** Task prompt **
Could you copy every line of the material below word for word, leaving the pictures out of your answer?

** Entries shown **
= = = = =

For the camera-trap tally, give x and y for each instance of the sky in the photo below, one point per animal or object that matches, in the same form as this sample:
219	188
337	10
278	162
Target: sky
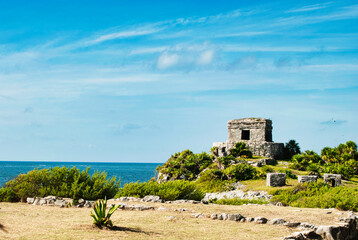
137	81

= = = = =

** Output of the exercise **
For the camera-trap tally, give x and y for each instance of the sky in the photo below, one point per animal or object that matches, in the same form as this sample:
219	188
337	10
278	162
Target: sky
137	81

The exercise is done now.